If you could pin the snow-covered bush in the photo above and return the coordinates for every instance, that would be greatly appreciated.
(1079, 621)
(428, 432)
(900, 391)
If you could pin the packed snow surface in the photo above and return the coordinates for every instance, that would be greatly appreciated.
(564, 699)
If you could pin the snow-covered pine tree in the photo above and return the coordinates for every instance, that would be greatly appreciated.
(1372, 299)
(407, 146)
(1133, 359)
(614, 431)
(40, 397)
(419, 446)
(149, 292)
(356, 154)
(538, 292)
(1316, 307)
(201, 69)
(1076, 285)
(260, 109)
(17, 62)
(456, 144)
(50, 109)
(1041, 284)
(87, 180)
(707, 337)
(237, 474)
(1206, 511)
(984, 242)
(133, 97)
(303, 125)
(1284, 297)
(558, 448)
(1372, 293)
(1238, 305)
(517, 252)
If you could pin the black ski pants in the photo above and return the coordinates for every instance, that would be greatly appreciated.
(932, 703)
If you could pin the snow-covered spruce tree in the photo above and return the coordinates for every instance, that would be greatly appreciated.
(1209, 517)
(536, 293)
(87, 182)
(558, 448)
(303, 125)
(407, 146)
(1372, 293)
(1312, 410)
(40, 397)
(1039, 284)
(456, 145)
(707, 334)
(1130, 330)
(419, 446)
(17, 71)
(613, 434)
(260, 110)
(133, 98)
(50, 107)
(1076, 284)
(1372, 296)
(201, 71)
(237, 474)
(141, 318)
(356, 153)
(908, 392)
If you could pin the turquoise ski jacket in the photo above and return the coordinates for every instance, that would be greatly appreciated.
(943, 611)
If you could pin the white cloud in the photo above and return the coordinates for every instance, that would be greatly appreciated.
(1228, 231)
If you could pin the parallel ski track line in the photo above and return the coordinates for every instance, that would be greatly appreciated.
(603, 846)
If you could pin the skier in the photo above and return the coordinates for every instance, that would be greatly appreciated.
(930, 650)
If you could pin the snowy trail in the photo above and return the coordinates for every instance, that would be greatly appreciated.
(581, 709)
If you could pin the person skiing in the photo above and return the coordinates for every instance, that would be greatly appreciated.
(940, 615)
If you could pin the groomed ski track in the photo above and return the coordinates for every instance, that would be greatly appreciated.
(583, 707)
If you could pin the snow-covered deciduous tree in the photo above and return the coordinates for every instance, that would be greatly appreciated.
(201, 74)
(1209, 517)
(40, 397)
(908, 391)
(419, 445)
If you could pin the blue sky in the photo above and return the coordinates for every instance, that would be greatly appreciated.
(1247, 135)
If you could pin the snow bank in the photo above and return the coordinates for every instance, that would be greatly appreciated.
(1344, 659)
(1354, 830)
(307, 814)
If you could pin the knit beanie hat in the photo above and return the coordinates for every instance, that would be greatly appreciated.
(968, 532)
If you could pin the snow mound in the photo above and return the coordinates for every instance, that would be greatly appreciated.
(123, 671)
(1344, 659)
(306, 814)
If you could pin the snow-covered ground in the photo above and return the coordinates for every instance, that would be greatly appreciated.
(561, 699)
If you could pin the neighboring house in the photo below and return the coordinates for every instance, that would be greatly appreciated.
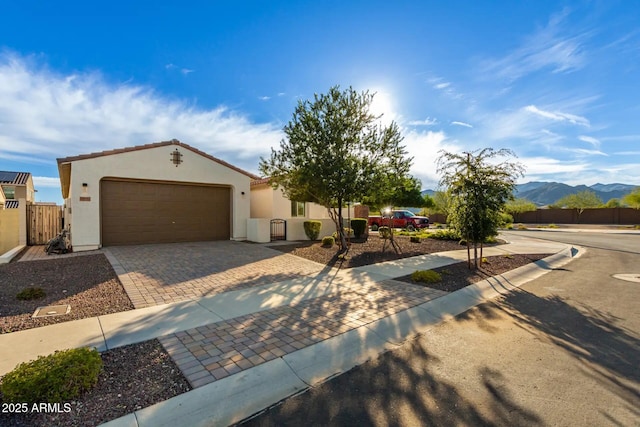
(269, 204)
(155, 193)
(16, 192)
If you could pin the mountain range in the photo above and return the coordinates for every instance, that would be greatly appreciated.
(546, 193)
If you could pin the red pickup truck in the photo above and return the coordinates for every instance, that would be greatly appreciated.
(399, 219)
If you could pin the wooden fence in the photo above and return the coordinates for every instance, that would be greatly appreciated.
(43, 223)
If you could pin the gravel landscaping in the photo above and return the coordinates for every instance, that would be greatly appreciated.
(139, 375)
(370, 251)
(457, 276)
(87, 283)
(133, 377)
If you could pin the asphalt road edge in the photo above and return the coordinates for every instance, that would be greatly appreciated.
(247, 394)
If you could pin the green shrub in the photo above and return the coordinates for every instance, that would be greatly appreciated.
(348, 232)
(359, 226)
(312, 229)
(426, 276)
(384, 232)
(31, 293)
(447, 234)
(328, 241)
(60, 376)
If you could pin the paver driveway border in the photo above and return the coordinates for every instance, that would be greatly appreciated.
(174, 272)
(245, 392)
(241, 393)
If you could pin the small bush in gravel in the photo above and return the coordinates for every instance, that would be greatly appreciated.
(447, 234)
(359, 226)
(312, 229)
(348, 232)
(384, 232)
(31, 293)
(60, 376)
(328, 241)
(426, 276)
(504, 219)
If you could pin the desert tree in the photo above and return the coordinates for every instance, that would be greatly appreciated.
(335, 151)
(479, 185)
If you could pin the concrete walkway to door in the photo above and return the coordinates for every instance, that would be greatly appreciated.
(249, 326)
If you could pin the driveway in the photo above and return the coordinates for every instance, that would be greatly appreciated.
(562, 350)
(166, 273)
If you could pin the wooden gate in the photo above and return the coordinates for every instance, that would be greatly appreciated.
(44, 222)
(278, 229)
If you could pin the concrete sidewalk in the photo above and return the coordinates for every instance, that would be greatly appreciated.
(283, 337)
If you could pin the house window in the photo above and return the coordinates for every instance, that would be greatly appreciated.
(297, 209)
(9, 193)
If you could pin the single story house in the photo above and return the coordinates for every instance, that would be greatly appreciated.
(154, 193)
(269, 204)
(16, 192)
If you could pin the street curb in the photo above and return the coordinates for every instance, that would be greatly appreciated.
(248, 393)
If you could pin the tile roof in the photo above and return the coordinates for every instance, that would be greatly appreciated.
(259, 181)
(14, 178)
(154, 145)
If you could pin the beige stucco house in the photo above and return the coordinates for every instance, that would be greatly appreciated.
(16, 192)
(269, 204)
(155, 193)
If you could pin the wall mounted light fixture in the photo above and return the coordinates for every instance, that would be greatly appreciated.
(176, 157)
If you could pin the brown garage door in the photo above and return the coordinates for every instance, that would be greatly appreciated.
(136, 212)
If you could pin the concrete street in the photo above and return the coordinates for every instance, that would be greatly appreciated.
(564, 349)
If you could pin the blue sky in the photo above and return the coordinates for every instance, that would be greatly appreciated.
(557, 82)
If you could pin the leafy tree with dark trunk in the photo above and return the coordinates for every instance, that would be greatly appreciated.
(479, 187)
(336, 151)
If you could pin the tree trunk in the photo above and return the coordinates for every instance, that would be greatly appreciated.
(475, 255)
(343, 240)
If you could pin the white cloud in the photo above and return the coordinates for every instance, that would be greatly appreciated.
(456, 123)
(424, 146)
(588, 139)
(558, 116)
(44, 115)
(426, 122)
(543, 166)
(627, 153)
(552, 47)
(584, 152)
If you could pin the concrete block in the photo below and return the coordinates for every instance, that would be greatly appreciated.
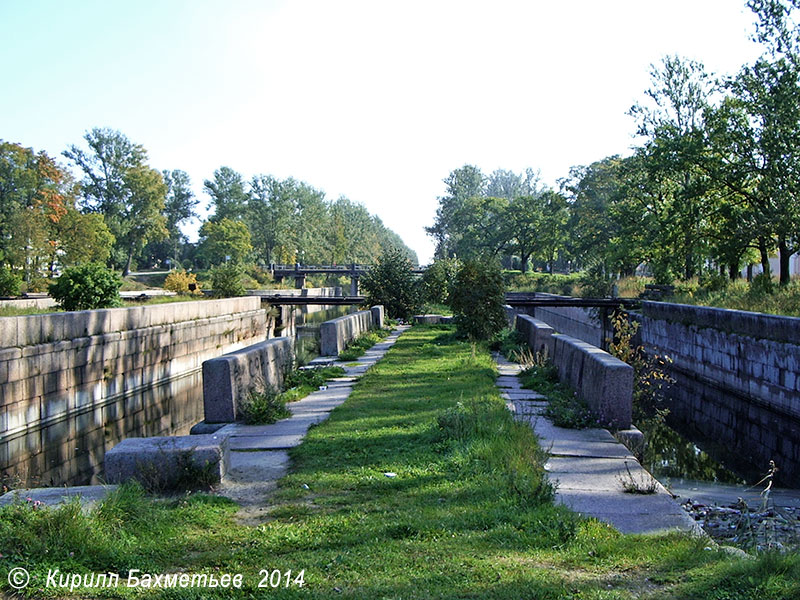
(9, 332)
(377, 316)
(168, 462)
(228, 379)
(336, 333)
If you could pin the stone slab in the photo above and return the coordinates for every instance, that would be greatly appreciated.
(594, 474)
(547, 432)
(522, 395)
(89, 495)
(245, 443)
(630, 513)
(146, 458)
(256, 467)
(586, 449)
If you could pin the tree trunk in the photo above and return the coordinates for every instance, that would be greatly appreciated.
(733, 271)
(762, 248)
(524, 259)
(784, 254)
(127, 268)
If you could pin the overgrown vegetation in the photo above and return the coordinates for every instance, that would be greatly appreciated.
(362, 343)
(564, 407)
(467, 492)
(391, 283)
(478, 299)
(87, 286)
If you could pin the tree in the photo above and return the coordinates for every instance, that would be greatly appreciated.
(225, 241)
(271, 213)
(86, 287)
(673, 122)
(462, 184)
(477, 300)
(178, 208)
(35, 194)
(119, 185)
(228, 194)
(390, 282)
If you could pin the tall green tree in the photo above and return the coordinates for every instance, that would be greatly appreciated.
(225, 241)
(228, 194)
(118, 184)
(462, 184)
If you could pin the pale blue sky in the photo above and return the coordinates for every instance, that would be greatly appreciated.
(376, 101)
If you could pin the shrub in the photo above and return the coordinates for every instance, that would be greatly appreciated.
(226, 281)
(263, 407)
(391, 283)
(10, 282)
(180, 282)
(438, 280)
(478, 299)
(87, 286)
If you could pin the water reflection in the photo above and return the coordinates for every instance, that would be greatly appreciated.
(668, 455)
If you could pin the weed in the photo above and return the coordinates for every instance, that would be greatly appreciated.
(643, 483)
(362, 343)
(263, 406)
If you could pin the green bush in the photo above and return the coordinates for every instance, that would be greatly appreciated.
(391, 283)
(226, 281)
(86, 287)
(478, 299)
(10, 282)
(263, 407)
(438, 280)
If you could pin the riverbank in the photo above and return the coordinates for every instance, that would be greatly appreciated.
(420, 485)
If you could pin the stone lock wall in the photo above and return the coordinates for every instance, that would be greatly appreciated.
(605, 382)
(335, 334)
(74, 384)
(737, 380)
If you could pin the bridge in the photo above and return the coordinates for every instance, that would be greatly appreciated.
(299, 272)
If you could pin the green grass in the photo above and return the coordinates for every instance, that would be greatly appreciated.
(360, 345)
(564, 407)
(467, 515)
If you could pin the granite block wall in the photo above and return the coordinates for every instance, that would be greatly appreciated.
(74, 384)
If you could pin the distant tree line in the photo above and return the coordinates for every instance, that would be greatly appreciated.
(714, 186)
(123, 212)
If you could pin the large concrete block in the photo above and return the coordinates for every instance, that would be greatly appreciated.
(228, 379)
(336, 333)
(377, 316)
(168, 462)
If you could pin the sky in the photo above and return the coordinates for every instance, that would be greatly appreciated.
(377, 101)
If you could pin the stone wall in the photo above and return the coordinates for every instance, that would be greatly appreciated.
(605, 382)
(336, 333)
(737, 380)
(229, 379)
(74, 384)
(583, 323)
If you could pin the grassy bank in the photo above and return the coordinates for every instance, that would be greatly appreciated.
(466, 514)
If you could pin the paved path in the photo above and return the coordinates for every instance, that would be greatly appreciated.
(260, 453)
(588, 464)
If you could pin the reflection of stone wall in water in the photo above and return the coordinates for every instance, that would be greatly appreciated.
(74, 384)
(736, 381)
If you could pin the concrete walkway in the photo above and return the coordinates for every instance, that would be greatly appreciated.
(260, 453)
(588, 466)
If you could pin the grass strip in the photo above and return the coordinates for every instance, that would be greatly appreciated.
(465, 516)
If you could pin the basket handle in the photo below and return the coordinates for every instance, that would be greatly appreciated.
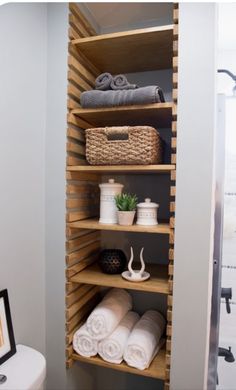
(117, 134)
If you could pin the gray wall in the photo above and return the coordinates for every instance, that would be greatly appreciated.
(22, 126)
(195, 196)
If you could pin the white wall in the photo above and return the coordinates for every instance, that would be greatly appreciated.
(22, 126)
(194, 211)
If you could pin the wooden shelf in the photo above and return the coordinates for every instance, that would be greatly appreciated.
(158, 281)
(156, 369)
(103, 169)
(130, 51)
(161, 228)
(156, 114)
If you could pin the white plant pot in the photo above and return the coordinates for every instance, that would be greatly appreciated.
(108, 209)
(125, 217)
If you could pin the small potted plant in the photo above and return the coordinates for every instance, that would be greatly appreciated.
(126, 205)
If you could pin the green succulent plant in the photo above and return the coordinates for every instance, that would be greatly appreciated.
(126, 202)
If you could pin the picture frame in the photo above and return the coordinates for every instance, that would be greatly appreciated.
(7, 339)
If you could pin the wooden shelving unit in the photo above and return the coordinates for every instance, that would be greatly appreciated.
(91, 223)
(158, 281)
(156, 114)
(156, 369)
(90, 54)
(139, 169)
(124, 50)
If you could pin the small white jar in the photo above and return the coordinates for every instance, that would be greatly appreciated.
(147, 213)
(108, 209)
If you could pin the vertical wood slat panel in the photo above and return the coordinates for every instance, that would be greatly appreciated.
(80, 299)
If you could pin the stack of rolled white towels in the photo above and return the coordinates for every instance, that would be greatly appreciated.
(115, 332)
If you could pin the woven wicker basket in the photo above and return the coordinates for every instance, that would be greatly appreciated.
(124, 145)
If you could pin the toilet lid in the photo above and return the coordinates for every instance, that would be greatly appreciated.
(26, 370)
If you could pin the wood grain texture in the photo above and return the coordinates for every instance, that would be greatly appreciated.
(156, 114)
(156, 369)
(130, 51)
(101, 169)
(94, 224)
(158, 281)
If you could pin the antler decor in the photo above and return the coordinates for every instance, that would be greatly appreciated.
(136, 275)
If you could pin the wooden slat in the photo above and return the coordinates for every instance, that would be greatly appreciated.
(74, 93)
(70, 287)
(75, 148)
(175, 48)
(77, 294)
(72, 104)
(173, 175)
(157, 368)
(80, 254)
(77, 121)
(69, 363)
(81, 175)
(172, 222)
(175, 94)
(174, 127)
(71, 271)
(81, 70)
(176, 30)
(173, 158)
(84, 311)
(79, 242)
(76, 134)
(170, 300)
(172, 190)
(171, 254)
(161, 168)
(173, 142)
(74, 9)
(78, 27)
(161, 228)
(77, 80)
(171, 237)
(156, 114)
(171, 269)
(71, 160)
(175, 64)
(80, 215)
(124, 50)
(158, 281)
(73, 309)
(72, 33)
(176, 15)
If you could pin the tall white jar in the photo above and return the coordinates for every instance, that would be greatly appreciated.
(147, 213)
(108, 210)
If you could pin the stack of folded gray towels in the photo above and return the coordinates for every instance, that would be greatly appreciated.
(112, 91)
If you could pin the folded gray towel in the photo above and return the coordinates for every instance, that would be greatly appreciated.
(103, 81)
(144, 95)
(120, 82)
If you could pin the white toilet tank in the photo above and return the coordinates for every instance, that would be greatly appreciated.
(26, 370)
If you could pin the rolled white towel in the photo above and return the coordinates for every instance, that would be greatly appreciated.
(111, 349)
(83, 343)
(108, 313)
(144, 340)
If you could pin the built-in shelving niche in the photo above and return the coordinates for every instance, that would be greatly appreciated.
(144, 50)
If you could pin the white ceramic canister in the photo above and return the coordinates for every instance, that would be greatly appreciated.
(108, 209)
(147, 213)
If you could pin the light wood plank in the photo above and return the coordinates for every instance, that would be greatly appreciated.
(164, 168)
(156, 369)
(156, 114)
(158, 281)
(162, 228)
(124, 48)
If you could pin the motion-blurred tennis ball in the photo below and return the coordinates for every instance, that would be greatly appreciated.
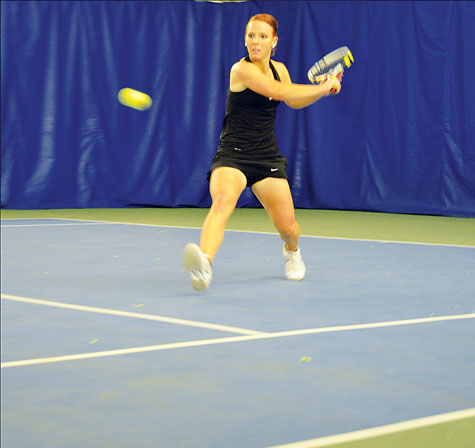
(134, 99)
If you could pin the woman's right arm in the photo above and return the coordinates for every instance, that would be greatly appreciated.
(246, 75)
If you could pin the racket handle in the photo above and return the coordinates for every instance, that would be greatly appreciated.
(335, 89)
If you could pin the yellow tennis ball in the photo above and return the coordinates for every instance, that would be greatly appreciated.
(134, 99)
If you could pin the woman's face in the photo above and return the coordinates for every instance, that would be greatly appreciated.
(259, 40)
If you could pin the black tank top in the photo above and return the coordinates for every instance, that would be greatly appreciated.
(249, 121)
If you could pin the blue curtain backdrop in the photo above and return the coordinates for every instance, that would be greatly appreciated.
(400, 137)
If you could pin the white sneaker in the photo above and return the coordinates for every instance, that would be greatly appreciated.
(294, 265)
(199, 266)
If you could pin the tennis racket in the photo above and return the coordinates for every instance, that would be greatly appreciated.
(331, 66)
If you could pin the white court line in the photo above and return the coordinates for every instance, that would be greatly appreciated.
(56, 225)
(233, 339)
(169, 320)
(381, 430)
(90, 221)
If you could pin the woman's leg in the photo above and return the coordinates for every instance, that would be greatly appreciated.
(274, 194)
(226, 185)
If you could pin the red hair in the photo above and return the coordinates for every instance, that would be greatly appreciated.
(267, 18)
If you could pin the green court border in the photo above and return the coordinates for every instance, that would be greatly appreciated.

****************

» **GOAL**: Without any pictures, reproduce exactly the lines from the line that contains "If you could pin the motion-blurred" to the end of the entries above, both ends included.

» **EXERCISE RESULT**:
If you could pin the motion-blurred tennis ball in the photo below and return the coordinates for every instance, that would be greatly appreciated.
(134, 99)
If you could pin the woman's right arm in the photo above and return the coordinates for every instance, that would be greatly appreciated.
(246, 75)
If you could pin the racket handle in the photo above and return the coordinates for every instance, that would be greatly appreciated.
(335, 89)
If you could pin the yellow tennis ball in the photo above and return the coordinates for every instance, that would be greatly appreciated.
(134, 99)
If you could pin the woman's face in the photo above and return the coordinates for every instance, that would be greatly appreciated.
(259, 40)
If you could pin the black tank top in the photo above and return the coordinates for every instance, that would be greatly appreciated.
(249, 121)
If you could pin the blue curtain backdrop in the photo above and return the coordinates for every instance, that would be greatly appreciated.
(400, 137)
If you could pin the white sneaker in the photo above and return the coordinates for every instance, that would be greatly appreciated.
(294, 265)
(199, 266)
If you could pin the tennis racket in the photo above and return the coordinates for every instance, that would be greatly appreciated.
(331, 66)
If you could pin the white court line in the photo above and return the coordinates for every instance, that would be greatly appreciated.
(56, 225)
(233, 339)
(169, 320)
(381, 430)
(90, 221)
If you could pin the woman's leg in the photo above and return the coordinates for every instance, that would be greatly appreciated.
(274, 194)
(226, 185)
If you could pin the red hair in the photo above and return the coordinates for every instance, that would be greatly appreciated.
(267, 18)
If you could pin the green court border in the photo above and return the coordinates for every instance, that would be greatly appreciated.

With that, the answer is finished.